Excerpts of pointing data —
** Start **

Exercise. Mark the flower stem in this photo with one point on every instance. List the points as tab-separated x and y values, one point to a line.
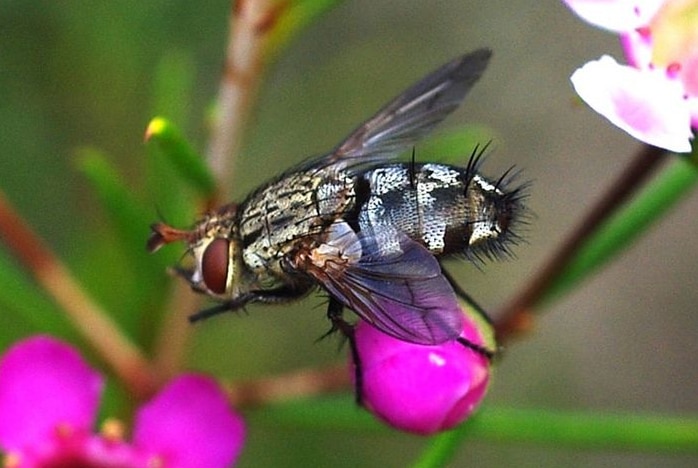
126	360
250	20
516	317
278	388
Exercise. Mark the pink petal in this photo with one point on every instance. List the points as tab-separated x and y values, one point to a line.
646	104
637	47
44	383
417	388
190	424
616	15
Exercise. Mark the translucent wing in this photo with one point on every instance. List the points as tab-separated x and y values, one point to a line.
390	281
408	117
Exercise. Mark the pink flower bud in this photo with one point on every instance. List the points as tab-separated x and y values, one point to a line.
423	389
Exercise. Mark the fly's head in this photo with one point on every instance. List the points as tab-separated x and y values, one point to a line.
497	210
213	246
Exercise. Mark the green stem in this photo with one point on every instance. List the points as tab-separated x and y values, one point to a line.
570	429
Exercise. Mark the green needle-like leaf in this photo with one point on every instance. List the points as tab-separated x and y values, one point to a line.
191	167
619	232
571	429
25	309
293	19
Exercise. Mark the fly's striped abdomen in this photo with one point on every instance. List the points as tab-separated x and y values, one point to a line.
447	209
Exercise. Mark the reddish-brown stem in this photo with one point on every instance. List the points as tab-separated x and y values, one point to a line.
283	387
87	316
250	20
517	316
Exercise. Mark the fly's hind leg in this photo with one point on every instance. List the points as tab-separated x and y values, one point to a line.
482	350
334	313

** End **
** Start **

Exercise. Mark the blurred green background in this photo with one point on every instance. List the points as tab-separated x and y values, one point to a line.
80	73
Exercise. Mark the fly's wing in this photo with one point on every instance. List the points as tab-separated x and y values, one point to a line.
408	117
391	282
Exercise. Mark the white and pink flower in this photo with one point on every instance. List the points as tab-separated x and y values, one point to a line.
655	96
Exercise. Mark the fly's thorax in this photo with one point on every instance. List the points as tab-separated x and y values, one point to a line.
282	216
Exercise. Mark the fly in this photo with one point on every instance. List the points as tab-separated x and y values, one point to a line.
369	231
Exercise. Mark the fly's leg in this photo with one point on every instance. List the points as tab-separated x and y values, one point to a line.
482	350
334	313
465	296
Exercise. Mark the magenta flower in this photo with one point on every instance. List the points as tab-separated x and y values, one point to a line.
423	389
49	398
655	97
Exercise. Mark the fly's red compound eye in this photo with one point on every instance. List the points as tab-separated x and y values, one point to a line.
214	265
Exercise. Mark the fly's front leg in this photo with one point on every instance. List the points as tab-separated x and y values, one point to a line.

** End **

Task details —
Please retype the lines of the records between the line containing "Exercise. Mark the fly's leg" and the line containing "Exercise. Mark the fly's front", inclusive, keeping each one unchanged.

Exercise solution —
Exercise. Mark the fly's leg in this photo with one point on every instance. List the points as tab-separated x and y values, one point to a line.
482	350
334	313
465	296
Exercise. Mark the magenta flower in this photo with one point on every instance. List the points as tab-separated x and y values, one point to a line.
423	389
49	398
655	97
Exercise. Mark the fly's red compound eye in this photo with one point on every instance. List the points as tab-separated x and y values, one point to a line.
214	265
Exercise. Mark the fly's front leg in this photo with one point on every instance. List the points as tab-separated x and y values, one point to a line.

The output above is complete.